**Document:**
CAVUTO: Interesting.

TARLOV: And there are other candidates going to meet with them as well, including Bernie Sanders, who, as we all can assume, didn't wake up one day and know how to wield social media control at the level that he did in 2016.

He had a lot of advisers and probably had a lot of meetings with people to build that social media strategy. So the young will disperse, but it's very smart of Joe Biden to be doing this.

CAVUTO: So, Evan, what I just don't understand right now, I guess who you meet with social media events. Are they acting as advisers, which might concern me a little bit here, or are they just sort of saying, this is how it works with our medium, this is how you connect?

What are they doing?

EVAN SIEGFRIED, REPUBLICAN STRATEGIST: Well, I think that the Biden team would probably be wanting to find out what do young people talk about right now on social media platforms, what appeals to them?

Bernie Sanders...

CAVUTO: Usually, I find interest rates and stocks.

(CROSSTALK)

(LAUGHTER)

CAVUTO: I don't know what it is. These kids are crazy.

SIEGFRIED: I'm sure they're really into APR and all of that, in addition to the cutest pug memes that are going around.

(LAUGHTER)

CAVUTO: Sure.

SIEGFRIED: But I think that, for Bernie Sanders, he was smart in 2016, in that he spoke to the issues that young people actually cared about.

And Joe Biden doesn't want to just say, these are the things I care about. He should be talking about what they care about. And, remember, Joe Biden, his presidential campaign strategy for the primaries would have to be based upon pulling certain percentages of each constituency, African-Americans, Hispanics, whites, millennials, baby boomers, out and getting them to vote for him.

He doesn't need to win the entire overall youth vote.

CAVUTO: No, you're right about that.

SIEGFRIED: But he has to eat into Bernie Sanders' presumed lead and the Beto O'Rourke lead.

CAVUTO: The one thing I -- when I looked at Bernie Sanders and his appeal, he's direct and a genuine article, A.B.

And one of the things that -- I don't think this is pegged to any age -- people respect someone who has been either consistent, his own man or woman, and a long history of being just that. I mean, he was hip into all this stuff before it became hip on all of this stuff.

**Written task:**
Reproduce word for word the passage of the transcript starting at "TARLOV: And there" and ending at "how you connect?". Rely solely on the transcript above.

**Dataset content:**
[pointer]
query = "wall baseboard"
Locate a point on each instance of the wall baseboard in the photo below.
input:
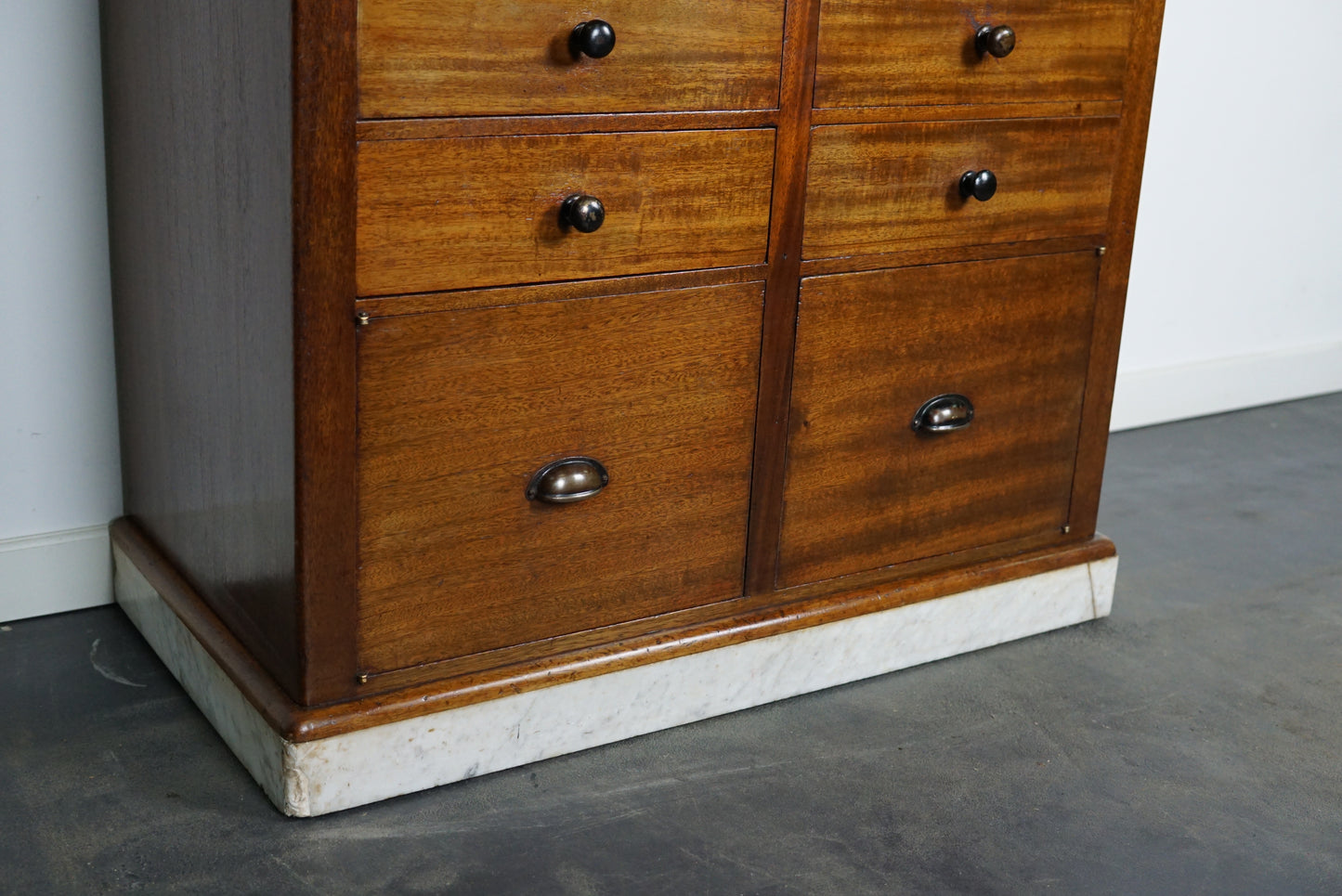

**Exercise response:**
TARLOV: And there are other candidates going to meet with them as well, including Bernie Sanders, who, as we all can assume, didn't wake up one day and know how to wield social media control at the level that he did in 2016.

He had a lot of advisers and probably had a lot of meetings with people to build that social media strategy. So the young will disperse, but it's very smart of Joe Biden to be doing this.

CAVUTO: So, Evan, what I just don't understand right now, I guess who you meet with social media events. Are they acting as advisers, which might concern me a little bit here, or are they just sort of saying, this is how it works with our medium, this is how you connect?